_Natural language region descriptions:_
*** Begin section ***
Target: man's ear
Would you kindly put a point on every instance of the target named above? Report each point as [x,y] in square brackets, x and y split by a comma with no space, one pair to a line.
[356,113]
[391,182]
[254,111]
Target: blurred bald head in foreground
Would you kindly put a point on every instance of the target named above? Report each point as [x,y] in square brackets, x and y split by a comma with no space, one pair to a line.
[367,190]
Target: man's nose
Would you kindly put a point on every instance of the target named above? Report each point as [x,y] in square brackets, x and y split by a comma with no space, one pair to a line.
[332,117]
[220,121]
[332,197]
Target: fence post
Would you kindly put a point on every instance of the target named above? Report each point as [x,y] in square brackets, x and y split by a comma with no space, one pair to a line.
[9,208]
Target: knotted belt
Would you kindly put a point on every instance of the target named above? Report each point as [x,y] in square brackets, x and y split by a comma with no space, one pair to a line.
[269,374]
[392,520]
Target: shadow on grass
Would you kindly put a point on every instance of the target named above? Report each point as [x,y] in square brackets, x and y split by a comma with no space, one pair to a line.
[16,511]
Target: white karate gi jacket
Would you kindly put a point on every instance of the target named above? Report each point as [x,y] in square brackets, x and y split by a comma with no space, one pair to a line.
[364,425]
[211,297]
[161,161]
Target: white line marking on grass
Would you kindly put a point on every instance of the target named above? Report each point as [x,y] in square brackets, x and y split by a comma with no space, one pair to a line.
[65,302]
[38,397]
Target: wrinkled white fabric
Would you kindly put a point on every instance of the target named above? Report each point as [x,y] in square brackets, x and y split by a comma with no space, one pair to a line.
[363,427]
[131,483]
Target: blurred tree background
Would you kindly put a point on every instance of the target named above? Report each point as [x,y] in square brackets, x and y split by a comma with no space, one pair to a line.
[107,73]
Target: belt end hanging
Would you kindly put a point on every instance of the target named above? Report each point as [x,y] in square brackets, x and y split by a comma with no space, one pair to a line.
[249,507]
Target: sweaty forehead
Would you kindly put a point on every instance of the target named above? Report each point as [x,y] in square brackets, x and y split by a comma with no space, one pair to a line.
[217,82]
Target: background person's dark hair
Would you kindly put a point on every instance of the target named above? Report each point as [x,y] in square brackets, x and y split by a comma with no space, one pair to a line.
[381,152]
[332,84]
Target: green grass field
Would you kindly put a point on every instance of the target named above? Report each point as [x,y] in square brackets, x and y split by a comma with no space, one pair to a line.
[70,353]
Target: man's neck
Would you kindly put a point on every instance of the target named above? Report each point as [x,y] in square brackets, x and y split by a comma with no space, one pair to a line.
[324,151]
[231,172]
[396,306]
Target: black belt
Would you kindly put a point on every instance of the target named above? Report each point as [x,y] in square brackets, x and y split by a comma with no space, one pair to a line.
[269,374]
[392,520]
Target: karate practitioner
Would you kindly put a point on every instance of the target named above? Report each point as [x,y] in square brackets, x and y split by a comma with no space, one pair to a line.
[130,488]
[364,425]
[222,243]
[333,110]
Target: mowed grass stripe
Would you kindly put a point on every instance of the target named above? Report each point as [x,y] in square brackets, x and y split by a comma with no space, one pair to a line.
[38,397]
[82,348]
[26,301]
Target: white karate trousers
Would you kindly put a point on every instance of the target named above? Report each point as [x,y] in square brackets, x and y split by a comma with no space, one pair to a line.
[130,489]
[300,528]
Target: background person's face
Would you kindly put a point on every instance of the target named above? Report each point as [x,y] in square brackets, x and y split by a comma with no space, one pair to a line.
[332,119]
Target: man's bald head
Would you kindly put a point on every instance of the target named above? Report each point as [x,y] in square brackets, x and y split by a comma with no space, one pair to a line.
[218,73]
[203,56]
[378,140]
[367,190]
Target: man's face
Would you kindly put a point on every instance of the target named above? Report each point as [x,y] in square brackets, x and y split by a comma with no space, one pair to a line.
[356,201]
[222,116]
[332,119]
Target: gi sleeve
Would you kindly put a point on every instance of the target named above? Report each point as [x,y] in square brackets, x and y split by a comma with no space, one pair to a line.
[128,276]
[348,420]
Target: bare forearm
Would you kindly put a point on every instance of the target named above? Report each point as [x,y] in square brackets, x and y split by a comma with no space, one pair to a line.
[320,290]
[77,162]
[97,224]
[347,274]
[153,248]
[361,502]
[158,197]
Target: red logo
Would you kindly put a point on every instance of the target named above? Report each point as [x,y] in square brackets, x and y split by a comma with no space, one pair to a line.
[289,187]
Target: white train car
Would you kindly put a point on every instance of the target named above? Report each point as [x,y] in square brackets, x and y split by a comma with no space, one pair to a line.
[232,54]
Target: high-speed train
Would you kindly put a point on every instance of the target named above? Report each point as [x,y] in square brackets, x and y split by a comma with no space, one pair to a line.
*** End section ***
Working through the data above, find every line holding "person" and copy it.

_ANSWER BOX:_
Target: background person's dark hair
Target: background person's face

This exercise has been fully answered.